REQUIREMENT:
From the rows below, copy every line that contains the word "coordinates" and leave out all the others.

MATERIAL FOR THIS TASK:
+++

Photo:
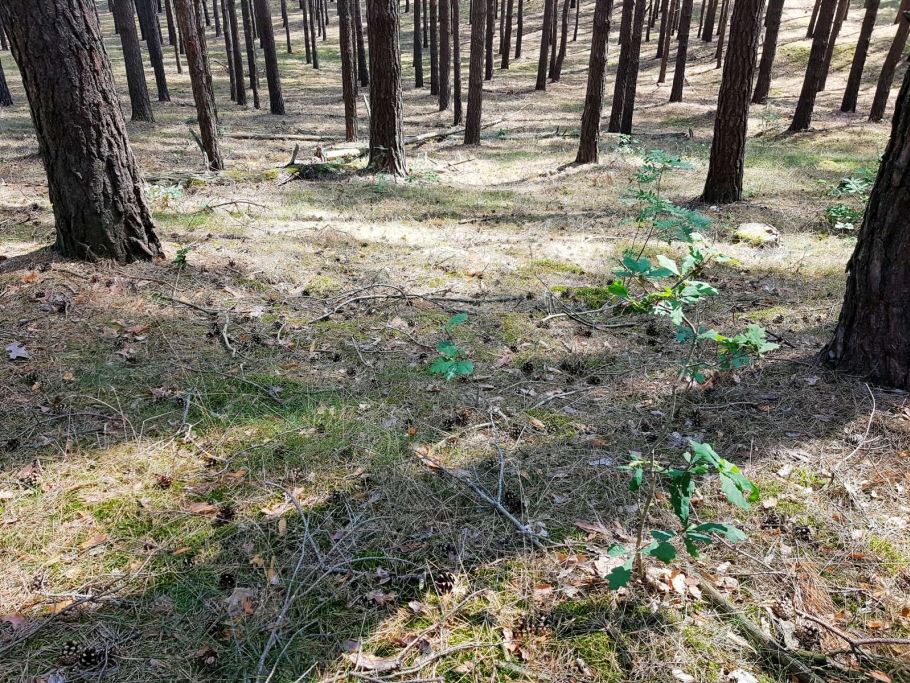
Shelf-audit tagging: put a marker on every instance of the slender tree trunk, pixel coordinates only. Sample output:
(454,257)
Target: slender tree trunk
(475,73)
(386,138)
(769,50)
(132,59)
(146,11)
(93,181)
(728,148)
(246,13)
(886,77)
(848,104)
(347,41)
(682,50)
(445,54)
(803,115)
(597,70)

+++

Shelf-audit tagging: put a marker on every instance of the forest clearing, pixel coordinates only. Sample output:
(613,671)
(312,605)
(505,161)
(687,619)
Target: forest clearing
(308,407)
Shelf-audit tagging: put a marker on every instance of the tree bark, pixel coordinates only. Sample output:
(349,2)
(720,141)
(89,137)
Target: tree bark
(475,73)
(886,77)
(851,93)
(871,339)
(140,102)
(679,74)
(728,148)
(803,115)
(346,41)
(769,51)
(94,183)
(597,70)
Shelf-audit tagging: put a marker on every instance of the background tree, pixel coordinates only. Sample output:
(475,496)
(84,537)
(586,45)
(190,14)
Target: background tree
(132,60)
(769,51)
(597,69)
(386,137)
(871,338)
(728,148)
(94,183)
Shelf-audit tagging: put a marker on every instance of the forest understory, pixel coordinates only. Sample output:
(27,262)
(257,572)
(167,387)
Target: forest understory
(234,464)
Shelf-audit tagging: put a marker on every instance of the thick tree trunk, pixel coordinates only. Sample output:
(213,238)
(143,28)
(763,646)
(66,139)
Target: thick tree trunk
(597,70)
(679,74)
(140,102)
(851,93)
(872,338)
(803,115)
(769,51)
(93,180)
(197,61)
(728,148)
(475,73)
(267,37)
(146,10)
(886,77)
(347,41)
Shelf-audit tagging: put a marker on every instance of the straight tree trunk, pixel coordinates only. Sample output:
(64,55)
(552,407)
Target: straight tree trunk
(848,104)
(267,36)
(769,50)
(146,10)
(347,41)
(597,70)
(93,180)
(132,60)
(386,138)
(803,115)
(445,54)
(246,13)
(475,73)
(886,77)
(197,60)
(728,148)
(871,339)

+++

REPLY TO THE TASK:
Shelf-audit tagging: put a marker on every instance of the slender tree trunk, pixel coordinates only. Sample output:
Shelf-audit tagging: put a marker on every instance of the forest clearing, pixel coordinates only. Sample output:
Shelf-audit tagging: put a marker on every instance of the tree bark, pixel coordinates only. Sample output:
Shelf-audit tagging: put a marker on every instance of the background tree, pixel coordinates only. Sample output:
Shelf-audit tagging: put a marker on every instance of the forest understory, pixel coordinates only. Sample output:
Shelf-audit tagging: put a marker on every instance of the thick tree trunk, pixel coordinates only. Sample output:
Shelf-audit tagging: put a marker on every instance of the straight tree trunk, pixel coordinates only. Sample output:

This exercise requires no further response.